[Items stored from a collection]
^^^^

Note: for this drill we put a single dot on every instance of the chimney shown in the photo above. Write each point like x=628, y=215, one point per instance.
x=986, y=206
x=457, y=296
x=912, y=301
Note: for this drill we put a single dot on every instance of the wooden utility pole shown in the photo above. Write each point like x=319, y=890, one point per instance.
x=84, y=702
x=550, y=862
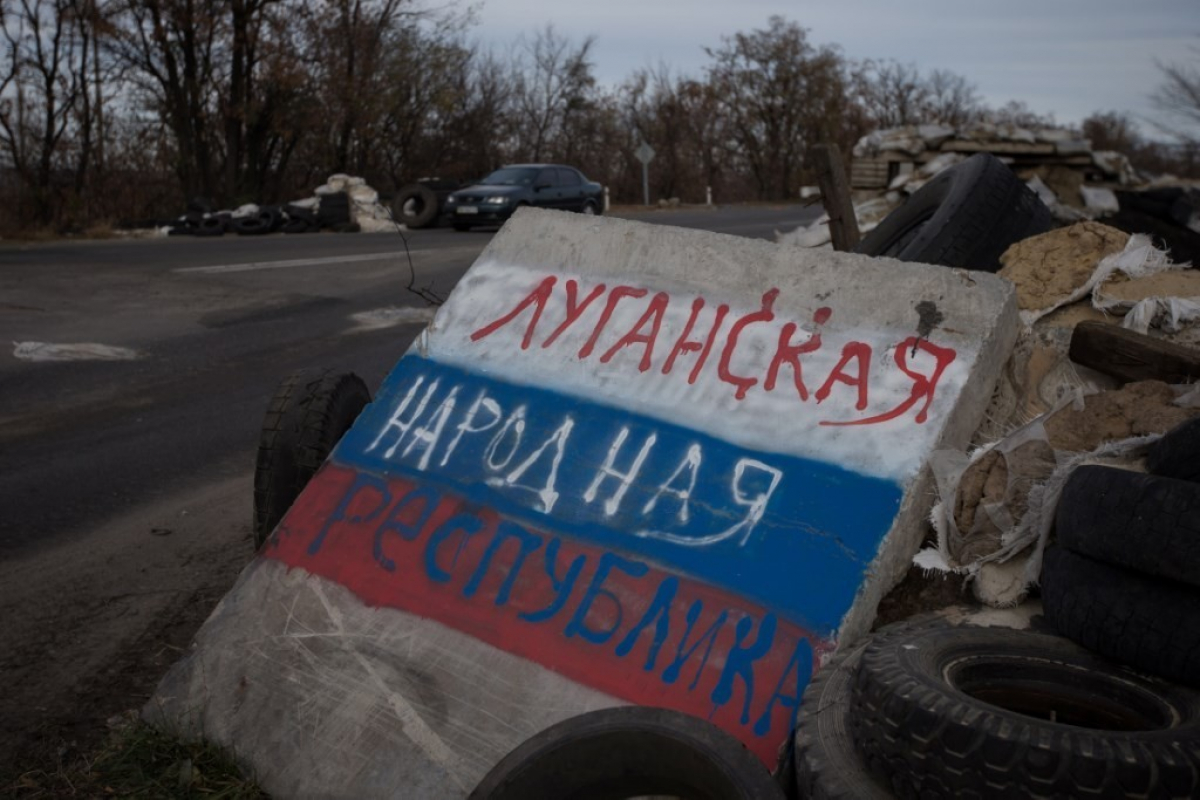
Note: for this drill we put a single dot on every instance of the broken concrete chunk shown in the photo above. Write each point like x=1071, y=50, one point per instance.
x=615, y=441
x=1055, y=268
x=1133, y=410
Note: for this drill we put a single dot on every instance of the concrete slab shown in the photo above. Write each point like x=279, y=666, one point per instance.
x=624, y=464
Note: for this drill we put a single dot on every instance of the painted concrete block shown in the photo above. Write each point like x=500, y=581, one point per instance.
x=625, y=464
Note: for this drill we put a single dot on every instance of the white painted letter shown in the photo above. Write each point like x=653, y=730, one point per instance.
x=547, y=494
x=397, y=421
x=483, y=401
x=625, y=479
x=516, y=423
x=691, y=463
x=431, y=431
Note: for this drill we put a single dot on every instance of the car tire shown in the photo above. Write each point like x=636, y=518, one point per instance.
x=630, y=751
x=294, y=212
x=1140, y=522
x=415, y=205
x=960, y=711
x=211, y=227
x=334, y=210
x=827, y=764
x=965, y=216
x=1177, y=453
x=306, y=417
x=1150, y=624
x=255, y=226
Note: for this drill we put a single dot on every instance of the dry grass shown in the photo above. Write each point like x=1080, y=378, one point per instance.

^^^^

TASK INSTRUCTIONS
Convert the entries above into a numbered list, one item per line, and leave out any blank lines. Exclude the pictures from your answer.

ANSWER TO THE EXERCISE
1. Note: for this drill we put a single dot on every instance of the chimney shown in the photo above. Write each point like x=628, y=215, one point per instance.
2. x=986, y=206
3. x=457, y=296
4. x=912, y=301
5. Note: for this drill we put a single dot on every instance of the wooden utility pole shown in the photo above. Write each point like x=319, y=890, one point per instance.
6. x=84, y=702
7. x=550, y=862
8. Note: for this drill we put a single dot on every instance of the broken concrete chunk shown in the photo above. Write each point like x=1071, y=50, one point per instance.
9. x=615, y=441
10. x=1055, y=268
11. x=1133, y=410
12. Note: for this drill we put a single dot on every instance of the concrete slab shown in the photo above. Write each point like x=279, y=666, one point per instance.
13. x=624, y=464
14. Note: for this drill we put a single dot on every instance of the painted concrete block shown in the photo above. Write each point like x=500, y=581, one point per instance.
15. x=625, y=464
16. Note: for this drill we put a single dot on every instance of the white painted letter shown in the photo above. Write each point like x=653, y=730, one point per instance.
17. x=547, y=494
18. x=397, y=421
19. x=483, y=401
20. x=625, y=479
21. x=516, y=423
22. x=691, y=463
23. x=431, y=431
24. Note: for this drill we put a single dot on every instance of the car tire shown in the photo above. Write each point like x=636, y=518, one point per instance.
25. x=630, y=751
26. x=294, y=212
27. x=1140, y=522
28. x=415, y=205
29. x=960, y=711
30. x=211, y=227
31. x=334, y=210
32. x=827, y=764
33. x=965, y=216
34. x=1177, y=453
35. x=306, y=417
36. x=1150, y=624
37. x=255, y=226
38. Note: for this drill we put a single dot on every instance of the dry grass shown in the photo above. Write each point like x=1080, y=378, one point per instance.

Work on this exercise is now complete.